§ **Testo estratto**:
____

Letture: At 14,21b-27 / Sal 145 / Ap 21,1-5a / Gv 13,31-33a.34-35
CIRCOSTANZE (S)FAVOREVOLI
Se ascoltiamo la voce del Figlio di Dio - diceva il vangelo domenica scorsa - siamo proprio in buone mani, quelle di un Padre celeste che ci vuole bene e che desidera introdurre la nostra vita in una dimensione piena e duratura. Siamo pecore infatti, libere e intelligenti, ma continuamente bisognose di ritrovare l’orizzonte in cui progettare, scegliere e agire per il meglio. La liturgia di questa domenica ci ricorda che è l’amore questo orizzonte essenziale a cui fare ritorno, cioè conversione. Non l’amore infantile e banale che, presto o tardi, non sappiamo più né dare, né ricevere. Quello folle e meraviglioso di cui il vangelo mai si stanca di parlarci, di cui Dio è capace e ci rende capaci.
Quando
«Quando Giuda fu uscito [dal cenacolo]...» (Gv 13,31). Comincia così il vangelo di questa domenica, con un particolare tutt’altro che irrilevante. Il riferimento al discepolo Giuda, che ha appena raggiunto la decisione di consegnare il suo Maestro alle autorità religiose dei Giudei, è il colore di fondo di questo breve vangelo domenicale. Tutte le parole che il Signore ha poi pronunciato e che noi proviamo a meditare si collocano in questo contesto assolutamente sfavorevole. Il clima attorno a Gesù e al suo dirompente messaggio evangelico è diventato ormai tesissimo. I capi dei Giudei lo vogliono far fuori, tra i discepoli serpeggia un clima di paura e incertezza, uno di loro - addirittura - ha ormai deciso di farla finita e di venderlo, accordandosi per una cifra pari a trenta denari. La profonda sensibilità del Signore Gesù respira fino in fondo questo tragico momento e lo custodisce nel cuore con estrema delicatezza. Ma non si lascia inghiottire dall’apparente tenebra che sta attraversando i cuori di tutti, compreso il suo. Proprio quando tutto sembra finito, ogni speranza ormai scomparsa all’orizzonte, Gesù trova qualcosa da dire, pronuncia parole talmente decisive da dipingere davanti agli occhi dei discepoli come «un cielo nuovo e una terra nuova» (Ap 21,1).

____

§ **Consegne**:
**1.** Elenca tutti i riferimenti alle letture indicati in apertura del testo estratto.
**2.** Riporta fedelmente la parte del testo estratto che si apre con le parole "Letture: At 14,21b-27" e si chiude con "ci rende capaci.".
Le righe riportate più avanti non servono per svolgere il lavoro.

Voci da un insieme di annotazioni a punti:
____

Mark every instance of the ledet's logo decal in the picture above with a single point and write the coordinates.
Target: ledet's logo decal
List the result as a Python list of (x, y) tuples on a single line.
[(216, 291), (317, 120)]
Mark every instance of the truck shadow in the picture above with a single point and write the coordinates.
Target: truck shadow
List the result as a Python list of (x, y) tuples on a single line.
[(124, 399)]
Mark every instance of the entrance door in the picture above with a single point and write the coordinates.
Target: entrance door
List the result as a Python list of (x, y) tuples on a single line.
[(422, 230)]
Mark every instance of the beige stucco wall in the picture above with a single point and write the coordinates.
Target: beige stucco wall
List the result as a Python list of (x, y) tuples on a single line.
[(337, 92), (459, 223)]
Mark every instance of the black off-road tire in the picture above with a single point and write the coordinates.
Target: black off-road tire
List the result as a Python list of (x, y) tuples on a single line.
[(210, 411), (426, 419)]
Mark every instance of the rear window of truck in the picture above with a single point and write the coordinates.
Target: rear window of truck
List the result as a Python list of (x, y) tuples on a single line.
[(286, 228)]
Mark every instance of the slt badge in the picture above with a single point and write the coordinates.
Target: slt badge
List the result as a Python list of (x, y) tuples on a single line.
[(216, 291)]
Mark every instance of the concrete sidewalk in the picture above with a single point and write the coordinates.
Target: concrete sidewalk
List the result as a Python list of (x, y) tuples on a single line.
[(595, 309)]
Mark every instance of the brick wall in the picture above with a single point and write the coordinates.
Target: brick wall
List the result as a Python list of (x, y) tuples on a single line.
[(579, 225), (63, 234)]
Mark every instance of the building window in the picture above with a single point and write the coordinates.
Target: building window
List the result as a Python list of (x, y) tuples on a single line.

____

§ **Soluzioni**:
**1.**
At 14,21b-27
Sal 145
Ap 21,1-5a
Gv 13,31-33a.34-35

**2.**
Letture: At 14,21b-27 / Sal 145 / Ap 21,1-5a / Gv 13,31-33a.34-35
CIRCOSTANZE (S)FAVOREVOLI
Se ascoltiamo la voce del Figlio di Dio - diceva il vangelo domenica scorsa - siamo proprio in buone mani, quelle di un Padre celeste che ci vuole bene e che desidera introdurre la nostra vita in una dimensione piena e duratura. Siamo pecore infatti, libere e intelligenti, ma continuamente bisognose di ritrovare l’orizzonte in cui progettare, scegliere e agire per il meglio. La liturgia di questa domenica ci ricorda che è l’amore questo orizzonte essenziale a cui fare ritorno, cioè conversione. Non l’amore infantile e banale che, presto o tardi, non sappiamo più né dare, né ricevere. Quello folle e meraviglioso di cui il vangelo mai si stanca di parlarci, di cui Dio è capace e ci rende capaci.